Document passage:

-.-.-

The used totes I see typically have a WHMIS/HAZMAT label still attached. That lets you track down the material stored in it, and determine its risk. Polyethylene is quite porous, so beware if it held nasty stuff.
I assume you are meaning used IBC totes from a reseller. My experience is that most sellers will tell you what was in them before, usually "food grade" is a selling point and demands higher prices but that is what I would want for water storage. Obviously buyer beware, if they say it had peanut butter in it but it smells like harsh chemicals definitely pass. I know some seller promise that the totes have been "cleaned" of what was in there before but if it wasn't food products I am unsure I would personally trust it.
John Y. makes a good point: sellers of food grade totes receive a premium price, so they are very up front. I recently received three liners that contained apple juice destined for a cider manufacturer. You could smell it. No problem there.
Don't get one unless it has the label still on it from the original product it was filled with. Some things would be obviously safe, like a food product. Some obviously bad, like anything with a hazard label. And for those unknown ones, you can easily look up the SDS (Safety data sheet) online. These are required to be available for every trade name a product has. The SDS will show you every detail of potential hazard.
Do your own due diligence!! (homework) I have gotten some IBCs from local manufacturers that have held various things:
vegetable oils used for plastics molding (probably safe)
agave syrup (natural sweetener, definitely safe)
sodium lauryl/laureth sulfate (not so great, harmful to aquatic life) seller represented as "a derivative of coconut oil" since that's the odor one smells from it (and technically it is). Not very useful to me as any part of building an aquaponics system... It might rinse away with LOTS of water/pressure washing/soap, but the investment in time is better spent finding suitable IBCs in the first place. I'll use them for thermal mass in a greenhouse.

-.-.-

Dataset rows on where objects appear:
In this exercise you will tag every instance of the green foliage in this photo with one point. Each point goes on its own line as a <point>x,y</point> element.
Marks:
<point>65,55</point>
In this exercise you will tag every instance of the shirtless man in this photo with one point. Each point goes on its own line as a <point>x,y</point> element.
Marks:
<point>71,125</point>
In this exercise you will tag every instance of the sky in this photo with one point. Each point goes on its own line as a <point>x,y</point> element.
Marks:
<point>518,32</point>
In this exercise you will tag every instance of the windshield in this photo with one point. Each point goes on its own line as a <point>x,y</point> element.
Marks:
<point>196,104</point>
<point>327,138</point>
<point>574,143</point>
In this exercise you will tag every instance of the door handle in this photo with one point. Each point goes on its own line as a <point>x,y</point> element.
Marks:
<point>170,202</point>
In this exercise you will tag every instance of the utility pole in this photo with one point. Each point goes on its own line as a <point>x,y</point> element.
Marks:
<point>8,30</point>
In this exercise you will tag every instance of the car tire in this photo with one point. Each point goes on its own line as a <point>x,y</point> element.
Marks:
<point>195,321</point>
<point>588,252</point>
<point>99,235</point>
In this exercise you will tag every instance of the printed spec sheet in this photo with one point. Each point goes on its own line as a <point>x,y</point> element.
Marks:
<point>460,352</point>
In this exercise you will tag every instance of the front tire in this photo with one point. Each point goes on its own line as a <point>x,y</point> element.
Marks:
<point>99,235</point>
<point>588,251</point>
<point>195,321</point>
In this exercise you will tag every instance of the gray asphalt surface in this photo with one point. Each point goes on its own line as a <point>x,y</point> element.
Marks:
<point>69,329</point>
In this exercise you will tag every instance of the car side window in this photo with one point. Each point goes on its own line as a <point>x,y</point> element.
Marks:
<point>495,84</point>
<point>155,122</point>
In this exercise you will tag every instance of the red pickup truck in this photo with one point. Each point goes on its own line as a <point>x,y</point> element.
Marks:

-.-.-

Stated problem: Transcribe the passage of the discussion on used IBC totes between "John Y. makes" and "No problem there.", inclusive. These items were taken from a different source.

Result below:
John Y. makes a good point: sellers of food grade totes receive a premium price, so they are very up front. I recently received three liners that contained apple juice destined for a cider manufacturer. You could smell it. No problem there.